You focus on who can thrive in your culture. And you get really specific about what that means. I call it “culture comfort.”
Consider any large employer with well-known business and organizational practices—from the workload at Amazon to the rallies at Wal-Mart to the humor and fun at Southwest. You have to look closely at how work gets done in these organizations to know if you’d want to work that way.
At exaqueo, we’ve helped our clients think with this lens by focusing on specific behaviors that tie to how work gets done, and as a candidate, how to evaluate if you’d thrive in that environment.
Long known as the "Fun Ships," Carnival Cruise Lines is a place where employees have to embrace fun, energy and positivity every minute of every day. This attitude and way of working isn’t for everyone. There are plenty of talented candidates who have the skills for a shipboard career, but wouldn’t want to have to embrace those behaviors in every aspect of their job.
In order to help candidates decipher this at the outset of the hiring process, we developed a self-assessment with no ties to selection. The questions are structured to uncover specific behavioral tendencies to help a candidate better understand: will I thrive at Carnival Cruise Lines? And that simple question doesn’t have to conflict with diversity. Carnival has a workforce with employees from over 115 countries around the world.

☆ ☆ ☆ ☆

- REQUIRED TASK 1
According to the passage, employees from how many countries make up Carnival's workforce?
The text and the records have no connection to each other.

Point placement records

☆ ☆ ☆ ☆

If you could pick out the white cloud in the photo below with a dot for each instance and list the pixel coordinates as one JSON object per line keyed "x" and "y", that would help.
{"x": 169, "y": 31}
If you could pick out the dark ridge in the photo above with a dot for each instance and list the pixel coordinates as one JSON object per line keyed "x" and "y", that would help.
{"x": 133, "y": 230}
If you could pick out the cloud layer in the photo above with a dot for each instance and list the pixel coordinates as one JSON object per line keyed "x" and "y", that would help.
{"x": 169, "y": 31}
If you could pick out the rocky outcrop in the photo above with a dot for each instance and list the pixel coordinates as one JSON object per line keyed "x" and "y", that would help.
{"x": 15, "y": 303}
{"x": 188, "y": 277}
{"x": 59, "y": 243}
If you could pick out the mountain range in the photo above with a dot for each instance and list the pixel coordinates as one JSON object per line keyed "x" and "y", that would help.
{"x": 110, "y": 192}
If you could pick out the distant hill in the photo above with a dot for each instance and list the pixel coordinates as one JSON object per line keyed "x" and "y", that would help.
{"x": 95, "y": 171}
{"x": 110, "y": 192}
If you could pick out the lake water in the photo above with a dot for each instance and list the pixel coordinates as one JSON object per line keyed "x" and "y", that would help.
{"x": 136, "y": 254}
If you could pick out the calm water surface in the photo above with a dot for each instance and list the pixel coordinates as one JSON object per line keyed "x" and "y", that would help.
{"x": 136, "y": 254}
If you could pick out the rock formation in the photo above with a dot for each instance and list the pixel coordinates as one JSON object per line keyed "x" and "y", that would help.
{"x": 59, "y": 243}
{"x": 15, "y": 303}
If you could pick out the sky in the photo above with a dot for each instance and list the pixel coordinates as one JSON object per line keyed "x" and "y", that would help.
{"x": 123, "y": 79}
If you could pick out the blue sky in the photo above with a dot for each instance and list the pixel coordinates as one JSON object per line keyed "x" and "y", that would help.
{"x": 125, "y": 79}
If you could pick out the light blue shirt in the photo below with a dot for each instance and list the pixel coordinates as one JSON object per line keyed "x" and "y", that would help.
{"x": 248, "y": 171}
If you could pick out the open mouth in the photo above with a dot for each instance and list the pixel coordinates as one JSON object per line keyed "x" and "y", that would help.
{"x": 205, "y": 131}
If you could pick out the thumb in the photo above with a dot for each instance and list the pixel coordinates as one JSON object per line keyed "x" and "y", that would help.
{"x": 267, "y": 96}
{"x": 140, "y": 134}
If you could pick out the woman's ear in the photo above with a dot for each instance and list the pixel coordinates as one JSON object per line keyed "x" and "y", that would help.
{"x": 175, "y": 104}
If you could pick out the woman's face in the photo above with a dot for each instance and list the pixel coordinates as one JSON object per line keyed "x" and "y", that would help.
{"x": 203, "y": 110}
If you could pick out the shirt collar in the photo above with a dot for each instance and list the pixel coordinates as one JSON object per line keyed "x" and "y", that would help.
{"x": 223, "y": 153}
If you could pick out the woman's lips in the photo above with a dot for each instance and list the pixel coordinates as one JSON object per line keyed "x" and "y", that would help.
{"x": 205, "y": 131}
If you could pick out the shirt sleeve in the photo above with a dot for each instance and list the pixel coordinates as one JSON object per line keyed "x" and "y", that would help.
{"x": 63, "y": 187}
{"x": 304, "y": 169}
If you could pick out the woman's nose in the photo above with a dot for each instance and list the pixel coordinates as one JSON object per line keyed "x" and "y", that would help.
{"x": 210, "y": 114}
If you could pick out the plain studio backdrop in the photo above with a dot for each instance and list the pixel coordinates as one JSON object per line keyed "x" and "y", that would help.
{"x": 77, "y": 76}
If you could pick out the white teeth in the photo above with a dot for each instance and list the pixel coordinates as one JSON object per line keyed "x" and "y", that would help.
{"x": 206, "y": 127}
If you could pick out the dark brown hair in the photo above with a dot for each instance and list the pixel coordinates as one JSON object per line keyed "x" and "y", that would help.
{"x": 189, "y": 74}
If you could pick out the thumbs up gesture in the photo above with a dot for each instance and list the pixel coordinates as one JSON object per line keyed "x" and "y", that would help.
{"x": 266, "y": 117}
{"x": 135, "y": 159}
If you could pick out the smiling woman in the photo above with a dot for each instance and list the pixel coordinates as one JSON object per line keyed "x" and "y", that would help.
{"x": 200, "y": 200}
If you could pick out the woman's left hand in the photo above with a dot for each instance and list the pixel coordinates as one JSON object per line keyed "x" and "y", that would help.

☆ ☆ ☆ ☆

- REQUIRED TASK 2
Rewrite the records from the line containing "If you could pick out the woman's lips" through the end of the records, inclusive, replacing "shirt sleeve" with "shirt cuff" and leaving all else unchanged.

- OUTPUT 1
Over 115 countries.

- OUTPUT 2
If you could pick out the woman's lips in the photo above with a dot for each instance and list the pixel coordinates as one JSON object per line keyed "x" and "y", that would help.
{"x": 205, "y": 131}
If you could pick out the shirt cuff in the photo above with a dot for each instance and list the pixel coordinates as one JSON object per line keyed "x" and "y", that would help.
{"x": 63, "y": 187}
{"x": 304, "y": 169}
If you could pick out the woman's nose in the photo above with a dot for each instance and list the pixel coordinates as one JSON object per line keyed "x" and "y", that would help.
{"x": 210, "y": 114}
If you could pick out the plain studio backdrop in the photo above with a dot for each instance and list the pixel coordinates as one JSON object per line keyed "x" and "y", that would help.
{"x": 77, "y": 76}
If you could pick out the white teeth in the photo above with a dot for each instance and list the pixel coordinates as one JSON object per line keyed "x" and "y", that would help.
{"x": 206, "y": 127}
If you could pick out the dark brown hair in the photo above with a dot for each instance and list the pixel coordinates as one JSON object per line keyed "x" and "y", that would help.
{"x": 189, "y": 74}
If you could pick out the thumbs up gesture in the photo above with a dot for each instance and list the pixel coordinates as one JSON object per line keyed "x" and "y", that would help.
{"x": 266, "y": 117}
{"x": 135, "y": 159}
If you could pick out the smiling woman in the photo above with a dot for each instance and list the pixel coordinates as one JSON object per line keyed "x" and "y", that would help.
{"x": 200, "y": 200}
If you could pick out the woman's left hand in the photo above with a dot for each instance and list the pixel coordinates as one JSON object per line keyed "x" and "y", that would help.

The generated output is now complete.